§ **Problem to solve**
You are to retype all of the data exactly as it appears.

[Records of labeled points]
###

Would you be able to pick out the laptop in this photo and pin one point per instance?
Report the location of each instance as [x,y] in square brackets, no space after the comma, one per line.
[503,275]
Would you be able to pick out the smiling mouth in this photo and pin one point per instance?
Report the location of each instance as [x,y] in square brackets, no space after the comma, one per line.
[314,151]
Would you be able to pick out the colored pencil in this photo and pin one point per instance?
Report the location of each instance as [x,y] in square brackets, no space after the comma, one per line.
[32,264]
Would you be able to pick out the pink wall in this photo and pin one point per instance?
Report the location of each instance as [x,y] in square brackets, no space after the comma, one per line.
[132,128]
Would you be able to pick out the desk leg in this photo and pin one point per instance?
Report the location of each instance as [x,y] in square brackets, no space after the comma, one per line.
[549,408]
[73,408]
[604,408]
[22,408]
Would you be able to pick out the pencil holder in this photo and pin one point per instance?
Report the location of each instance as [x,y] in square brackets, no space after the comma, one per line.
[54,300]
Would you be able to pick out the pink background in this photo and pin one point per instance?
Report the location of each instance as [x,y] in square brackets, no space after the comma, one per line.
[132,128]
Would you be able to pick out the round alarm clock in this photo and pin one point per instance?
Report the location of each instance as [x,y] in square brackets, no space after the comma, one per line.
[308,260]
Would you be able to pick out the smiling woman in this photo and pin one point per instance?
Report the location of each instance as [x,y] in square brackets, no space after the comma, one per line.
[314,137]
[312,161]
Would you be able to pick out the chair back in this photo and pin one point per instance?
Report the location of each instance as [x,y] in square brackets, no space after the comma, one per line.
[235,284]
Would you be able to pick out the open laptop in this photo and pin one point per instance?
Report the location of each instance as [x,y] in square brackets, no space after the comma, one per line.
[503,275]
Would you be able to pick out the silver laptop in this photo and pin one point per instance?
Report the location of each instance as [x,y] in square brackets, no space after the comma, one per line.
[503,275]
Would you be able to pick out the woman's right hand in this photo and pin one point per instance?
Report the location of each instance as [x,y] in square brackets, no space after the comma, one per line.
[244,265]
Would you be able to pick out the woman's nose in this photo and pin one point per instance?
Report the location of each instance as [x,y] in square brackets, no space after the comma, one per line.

###

§ **The reply**
Would you be able to pick out the laptop in this photo and pin one point per instance?
Report the location of each instance as [x,y] in square brackets, no space after the comma, one per line.
[503,275]
Would you be able to pick out the smiling mouth in this photo and pin one point per instance?
Report the location of each instance as [x,y] in square brackets, no space after the comma, one per line.
[314,151]
Would you be able to pick out the colored pencil in this photo and pin one point per instance?
Report the location of each instance as [x,y] in square brackets, no space after the comma, one per line.
[32,264]
Would you be able to pick out the pink wall in this photo and pin one point per instance?
Report the location of each instance as [x,y] in square brackets, no space after the comma, one per line.
[132,128]
Would you be able to pick out the desk leg in this photo and pin one point per instance?
Report the location of each instance as [x,y] in square brackets, no space after the comma, one per line.
[549,408]
[73,408]
[604,408]
[22,408]
Would you be able to pick out the pencil holder in this photo and pin one point per instance?
Report the location of each instance as [x,y] in square brackets, no space after the comma, one per line.
[54,300]
Would you be able to pick out the pink background in this photo and pin one point per instance?
Report the location of each instance as [x,y] in square brackets, no space after the comma, one per line.
[132,128]
Would you be able to pick out the round alarm clock in this photo and pin one point per instance?
Report the location of each instance as [x,y] in square brackets, no space after the comma, one per line.
[308,260]
Would you be able to pick out the smiling woman in this photo and pin one point per instance?
Report the location of each instance as [x,y] in square brackets, no space after the comma, one per line.
[314,137]
[312,161]
Would you be able to pick out the chair back in this photo and pin one point per instance?
Report the location of each instance as [x,y] in square brackets, no space after the comma, one per line.
[235,284]
Would you be able to pick out the open laptop in this photo and pin one point per instance?
Report the location of each instance as [x,y] in square brackets, no space after the comma, one per line.
[503,275]
Would you be able to pick out the silver laptop in this photo and pin one point per instance?
Report the location of each instance as [x,y] in square brackets, no space after the comma, one per line.
[503,275]
Would you be able to pick out the woman's right hand in this photo and pin one point per instance?
Report the location of each instance as [x,y] in square brackets, no space after the comma, one per line.
[244,265]
Would you be able to pick out the woman's nose in this photo and pin one point per instance?
Report the location of each instance as [x,y] in square brackets, no space after the comma, one per line.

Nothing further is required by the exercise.